§ **Data records**:
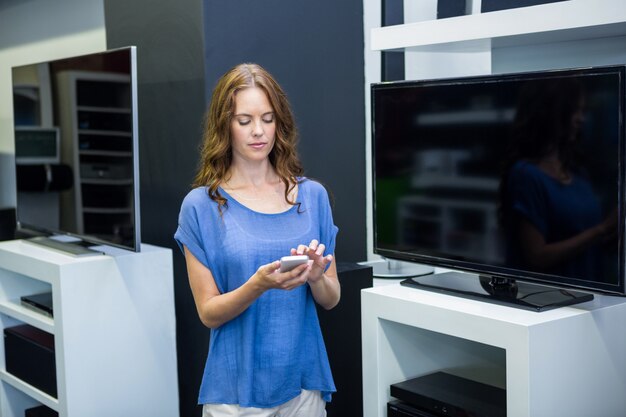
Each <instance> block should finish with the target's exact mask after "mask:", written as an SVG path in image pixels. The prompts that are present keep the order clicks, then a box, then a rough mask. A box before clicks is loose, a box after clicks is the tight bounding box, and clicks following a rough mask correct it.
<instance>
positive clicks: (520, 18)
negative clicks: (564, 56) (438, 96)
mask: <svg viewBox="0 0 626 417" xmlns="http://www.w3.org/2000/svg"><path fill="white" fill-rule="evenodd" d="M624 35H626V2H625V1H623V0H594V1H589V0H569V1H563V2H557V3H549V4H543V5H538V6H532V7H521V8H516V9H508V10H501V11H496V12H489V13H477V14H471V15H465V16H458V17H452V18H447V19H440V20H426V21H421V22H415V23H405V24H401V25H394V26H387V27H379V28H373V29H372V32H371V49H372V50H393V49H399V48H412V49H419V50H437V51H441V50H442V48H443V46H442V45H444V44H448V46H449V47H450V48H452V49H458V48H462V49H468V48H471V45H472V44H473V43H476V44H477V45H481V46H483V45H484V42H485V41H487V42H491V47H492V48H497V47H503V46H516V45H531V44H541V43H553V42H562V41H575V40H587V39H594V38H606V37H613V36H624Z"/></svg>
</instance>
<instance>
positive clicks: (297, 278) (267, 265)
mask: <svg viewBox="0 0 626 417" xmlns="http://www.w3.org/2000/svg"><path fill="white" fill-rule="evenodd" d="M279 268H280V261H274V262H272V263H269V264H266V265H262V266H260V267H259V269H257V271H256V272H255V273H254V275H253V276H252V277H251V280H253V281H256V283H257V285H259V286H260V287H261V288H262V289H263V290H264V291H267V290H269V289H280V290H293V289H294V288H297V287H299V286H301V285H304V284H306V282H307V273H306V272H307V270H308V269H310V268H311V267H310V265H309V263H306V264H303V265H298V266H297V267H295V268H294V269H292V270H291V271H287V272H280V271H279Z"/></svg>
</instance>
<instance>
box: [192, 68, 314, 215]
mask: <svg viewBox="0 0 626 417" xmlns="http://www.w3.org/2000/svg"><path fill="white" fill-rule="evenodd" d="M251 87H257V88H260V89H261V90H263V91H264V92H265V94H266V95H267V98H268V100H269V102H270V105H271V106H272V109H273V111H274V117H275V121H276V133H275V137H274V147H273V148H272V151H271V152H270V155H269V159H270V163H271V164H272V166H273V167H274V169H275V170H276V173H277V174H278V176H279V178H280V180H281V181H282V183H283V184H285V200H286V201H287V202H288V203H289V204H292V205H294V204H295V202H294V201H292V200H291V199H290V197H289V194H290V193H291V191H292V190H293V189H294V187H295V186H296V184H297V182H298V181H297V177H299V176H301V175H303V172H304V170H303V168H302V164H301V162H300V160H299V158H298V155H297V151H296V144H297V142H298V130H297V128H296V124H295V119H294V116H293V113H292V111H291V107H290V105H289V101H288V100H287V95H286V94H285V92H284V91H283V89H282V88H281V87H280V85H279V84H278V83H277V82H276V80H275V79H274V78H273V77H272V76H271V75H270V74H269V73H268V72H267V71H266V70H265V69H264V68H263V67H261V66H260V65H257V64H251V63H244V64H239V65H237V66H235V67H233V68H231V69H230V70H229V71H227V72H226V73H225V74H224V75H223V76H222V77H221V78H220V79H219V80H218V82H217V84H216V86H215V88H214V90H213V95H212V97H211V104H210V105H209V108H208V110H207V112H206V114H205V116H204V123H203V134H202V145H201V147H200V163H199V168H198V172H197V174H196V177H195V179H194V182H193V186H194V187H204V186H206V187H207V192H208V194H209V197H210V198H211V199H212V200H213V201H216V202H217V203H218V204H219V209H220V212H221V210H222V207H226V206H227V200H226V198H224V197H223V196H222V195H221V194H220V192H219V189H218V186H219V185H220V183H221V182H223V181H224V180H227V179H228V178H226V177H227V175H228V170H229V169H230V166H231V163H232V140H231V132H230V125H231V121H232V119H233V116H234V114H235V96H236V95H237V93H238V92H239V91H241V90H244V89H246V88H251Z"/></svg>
==
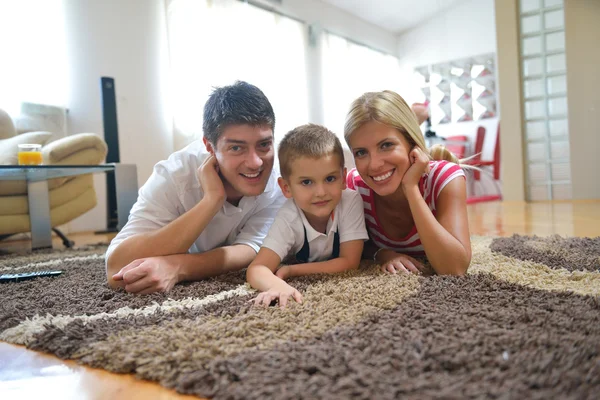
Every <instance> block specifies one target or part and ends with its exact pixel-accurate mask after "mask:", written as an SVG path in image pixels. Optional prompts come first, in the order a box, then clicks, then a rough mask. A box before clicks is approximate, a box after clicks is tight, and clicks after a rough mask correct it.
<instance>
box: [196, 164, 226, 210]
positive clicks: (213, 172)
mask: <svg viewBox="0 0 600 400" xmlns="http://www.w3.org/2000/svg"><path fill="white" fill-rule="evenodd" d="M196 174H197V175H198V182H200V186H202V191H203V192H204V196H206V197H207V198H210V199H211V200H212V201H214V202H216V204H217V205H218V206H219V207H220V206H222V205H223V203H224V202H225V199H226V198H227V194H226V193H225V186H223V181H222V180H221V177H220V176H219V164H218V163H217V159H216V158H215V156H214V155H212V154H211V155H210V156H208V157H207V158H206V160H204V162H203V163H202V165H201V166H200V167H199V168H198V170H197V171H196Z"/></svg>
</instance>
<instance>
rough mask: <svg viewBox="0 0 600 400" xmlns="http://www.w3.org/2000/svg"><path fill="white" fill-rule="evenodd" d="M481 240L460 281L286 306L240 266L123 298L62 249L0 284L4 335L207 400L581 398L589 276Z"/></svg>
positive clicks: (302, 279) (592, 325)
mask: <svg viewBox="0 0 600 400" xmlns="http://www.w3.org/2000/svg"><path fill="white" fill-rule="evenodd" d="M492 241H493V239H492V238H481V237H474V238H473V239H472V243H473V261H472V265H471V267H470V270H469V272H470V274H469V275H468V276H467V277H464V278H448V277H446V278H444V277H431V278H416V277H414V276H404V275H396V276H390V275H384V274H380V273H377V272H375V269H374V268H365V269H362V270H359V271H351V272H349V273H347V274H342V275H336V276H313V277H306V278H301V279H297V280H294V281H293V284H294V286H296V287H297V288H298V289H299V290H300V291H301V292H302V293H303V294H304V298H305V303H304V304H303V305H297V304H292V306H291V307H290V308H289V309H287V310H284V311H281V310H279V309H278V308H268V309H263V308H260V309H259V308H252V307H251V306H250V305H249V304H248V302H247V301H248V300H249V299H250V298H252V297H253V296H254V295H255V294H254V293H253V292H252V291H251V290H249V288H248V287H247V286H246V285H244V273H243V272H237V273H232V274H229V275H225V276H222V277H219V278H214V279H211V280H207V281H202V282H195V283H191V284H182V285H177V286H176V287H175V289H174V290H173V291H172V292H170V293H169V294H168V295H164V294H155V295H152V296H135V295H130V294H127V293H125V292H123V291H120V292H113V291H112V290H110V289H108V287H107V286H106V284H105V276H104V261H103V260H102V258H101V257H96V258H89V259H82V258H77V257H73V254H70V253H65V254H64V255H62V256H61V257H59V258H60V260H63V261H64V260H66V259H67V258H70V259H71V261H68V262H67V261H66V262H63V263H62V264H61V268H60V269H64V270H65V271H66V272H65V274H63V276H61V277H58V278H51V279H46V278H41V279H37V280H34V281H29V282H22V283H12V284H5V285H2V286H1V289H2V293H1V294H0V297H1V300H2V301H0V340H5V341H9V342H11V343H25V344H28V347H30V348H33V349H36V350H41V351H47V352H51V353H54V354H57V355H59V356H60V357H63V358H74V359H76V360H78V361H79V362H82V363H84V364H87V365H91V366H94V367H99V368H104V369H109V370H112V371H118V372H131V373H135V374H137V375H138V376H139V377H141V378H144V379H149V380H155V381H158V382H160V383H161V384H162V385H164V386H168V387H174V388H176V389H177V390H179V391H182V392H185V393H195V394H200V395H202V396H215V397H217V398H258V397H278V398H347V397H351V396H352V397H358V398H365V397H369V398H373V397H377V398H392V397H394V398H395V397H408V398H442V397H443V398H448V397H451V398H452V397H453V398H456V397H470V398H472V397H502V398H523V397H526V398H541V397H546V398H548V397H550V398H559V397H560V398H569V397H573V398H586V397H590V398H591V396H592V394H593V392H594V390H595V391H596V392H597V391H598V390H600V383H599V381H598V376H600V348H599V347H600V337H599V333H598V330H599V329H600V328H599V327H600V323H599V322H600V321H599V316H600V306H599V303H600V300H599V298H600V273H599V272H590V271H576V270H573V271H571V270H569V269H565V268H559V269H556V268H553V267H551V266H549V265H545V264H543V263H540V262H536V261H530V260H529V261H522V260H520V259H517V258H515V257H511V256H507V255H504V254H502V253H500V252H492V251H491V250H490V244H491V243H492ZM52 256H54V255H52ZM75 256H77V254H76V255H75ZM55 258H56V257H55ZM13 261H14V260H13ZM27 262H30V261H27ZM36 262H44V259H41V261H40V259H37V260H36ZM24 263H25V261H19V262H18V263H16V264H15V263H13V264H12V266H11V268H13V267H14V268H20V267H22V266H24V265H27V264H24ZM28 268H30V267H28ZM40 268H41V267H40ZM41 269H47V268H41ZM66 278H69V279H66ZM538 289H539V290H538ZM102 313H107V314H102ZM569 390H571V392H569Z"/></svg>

§ **Your instructions**: Extract every line above that contains the string "with", treating uppercase and lowercase letters as distinct.

§ **Written solution**:
Each <instance> block should finish with the target's exact mask after "mask:", written as an SVG path in image pixels. The prompts that are present keep the order clicks, then a box, then a rough mask. A box before clicks is loose, a box after clicks is the tight bounding box, and clicks following a rough mask correct it.
Every <instance> block specifies one target or part and ends with its exact pixel-accurate mask after "mask:", written as an SVG path in image pixels. Optional prompts come first, in the order a box, then clicks, then a rough mask. A box before clicks is approximate, a box after clicks is tight, and clicks after a rough mask correct it.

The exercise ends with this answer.